Reproduce all of the material below word for word, leaving out the pictures.
GIVEN ENTRIES Block Start
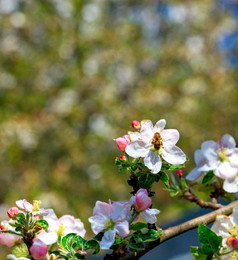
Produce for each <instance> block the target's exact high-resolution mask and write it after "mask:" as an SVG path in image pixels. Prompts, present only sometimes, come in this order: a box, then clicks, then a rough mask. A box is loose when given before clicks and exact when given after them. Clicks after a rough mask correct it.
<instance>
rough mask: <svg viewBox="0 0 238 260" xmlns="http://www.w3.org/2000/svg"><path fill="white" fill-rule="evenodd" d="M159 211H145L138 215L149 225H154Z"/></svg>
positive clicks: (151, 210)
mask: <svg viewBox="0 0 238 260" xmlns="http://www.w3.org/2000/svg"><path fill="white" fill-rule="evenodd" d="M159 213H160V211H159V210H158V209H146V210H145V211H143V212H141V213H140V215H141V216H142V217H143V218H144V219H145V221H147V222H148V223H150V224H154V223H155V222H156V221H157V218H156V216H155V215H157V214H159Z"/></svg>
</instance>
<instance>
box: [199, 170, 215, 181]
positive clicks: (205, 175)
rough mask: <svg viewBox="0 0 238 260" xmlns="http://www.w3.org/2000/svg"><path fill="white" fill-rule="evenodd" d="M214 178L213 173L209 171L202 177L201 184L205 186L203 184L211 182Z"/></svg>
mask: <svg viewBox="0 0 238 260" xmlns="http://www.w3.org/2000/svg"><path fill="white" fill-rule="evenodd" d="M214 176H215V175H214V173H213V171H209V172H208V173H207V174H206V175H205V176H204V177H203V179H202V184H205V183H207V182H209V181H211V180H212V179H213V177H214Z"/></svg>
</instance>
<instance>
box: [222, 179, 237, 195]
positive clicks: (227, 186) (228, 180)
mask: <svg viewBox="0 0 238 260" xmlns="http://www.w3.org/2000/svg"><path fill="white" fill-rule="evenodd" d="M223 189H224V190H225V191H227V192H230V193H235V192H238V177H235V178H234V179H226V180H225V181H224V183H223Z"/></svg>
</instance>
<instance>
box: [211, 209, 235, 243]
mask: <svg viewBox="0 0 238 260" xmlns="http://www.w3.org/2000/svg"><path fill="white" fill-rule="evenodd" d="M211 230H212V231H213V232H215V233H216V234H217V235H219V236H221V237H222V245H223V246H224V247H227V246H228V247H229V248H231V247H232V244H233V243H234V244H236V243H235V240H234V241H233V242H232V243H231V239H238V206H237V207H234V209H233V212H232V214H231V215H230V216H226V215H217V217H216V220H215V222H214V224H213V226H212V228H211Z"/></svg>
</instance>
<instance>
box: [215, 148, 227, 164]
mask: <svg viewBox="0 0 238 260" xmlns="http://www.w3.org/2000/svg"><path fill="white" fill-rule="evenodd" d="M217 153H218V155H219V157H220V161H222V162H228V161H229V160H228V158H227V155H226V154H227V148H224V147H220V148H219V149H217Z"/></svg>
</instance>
GIVEN ENTRIES Block End
EXPECTED ANSWER:
Produce for each <instance> block the target's exact high-resolution mask and write it after "mask:" as an SVG path in image pixels. Prompts, present only sometimes, come in this order: a box, then clicks, then a rough mask. A box is loose when given before clicks and exact when given after them. Clicks after a rough mask correct it.
<instance>
rough mask: <svg viewBox="0 0 238 260" xmlns="http://www.w3.org/2000/svg"><path fill="white" fill-rule="evenodd" d="M159 211H145L138 215L149 225H154Z"/></svg>
positive clicks: (151, 210)
mask: <svg viewBox="0 0 238 260" xmlns="http://www.w3.org/2000/svg"><path fill="white" fill-rule="evenodd" d="M159 213H160V211H159V210H158V209H146V210H145V211H143V212H141V213H140V215H141V216H142V217H143V218H144V219H145V221H147V222H148V223H150V224H154V223H155V222H156V221H157V218H156V216H155V215H157V214H159Z"/></svg>
</instance>
<instance>
box: [199, 170, 215, 181]
positive clicks: (205, 175)
rough mask: <svg viewBox="0 0 238 260" xmlns="http://www.w3.org/2000/svg"><path fill="white" fill-rule="evenodd" d="M214 178L213 173L209 171L202 177L201 184L205 186L203 184L211 182Z"/></svg>
mask: <svg viewBox="0 0 238 260" xmlns="http://www.w3.org/2000/svg"><path fill="white" fill-rule="evenodd" d="M214 176H215V175H214V173H213V171H209V172H208V173H207V174H206V175H205V176H204V177H203V179H202V184H205V183H207V182H209V181H211V180H212V179H213V177H214Z"/></svg>
</instance>
<instance>
box: [222, 179, 237, 195]
positive clicks: (227, 186) (228, 180)
mask: <svg viewBox="0 0 238 260" xmlns="http://www.w3.org/2000/svg"><path fill="white" fill-rule="evenodd" d="M223 189H224V190H225V191H227V192H230V193H235V192H238V177H235V178H234V179H226V180H225V181H224V183H223Z"/></svg>
</instance>
<instance>
box: [211, 209, 235, 243]
mask: <svg viewBox="0 0 238 260" xmlns="http://www.w3.org/2000/svg"><path fill="white" fill-rule="evenodd" d="M211 230H212V231H213V232H215V233H216V234H217V235H219V236H221V237H222V245H223V246H224V247H227V246H228V247H229V248H231V247H232V244H233V243H234V244H236V243H235V240H234V241H233V242H232V243H231V239H238V206H237V207H234V209H233V212H232V214H231V215H230V216H226V215H217V217H216V220H215V222H214V224H213V226H212V228H211Z"/></svg>
</instance>
<instance>
box: [215, 148, 227, 164]
mask: <svg viewBox="0 0 238 260" xmlns="http://www.w3.org/2000/svg"><path fill="white" fill-rule="evenodd" d="M217 153H218V155H219V157H220V161H222V162H228V161H229V160H228V158H227V155H226V154H227V148H224V147H220V148H219V149H217Z"/></svg>
</instance>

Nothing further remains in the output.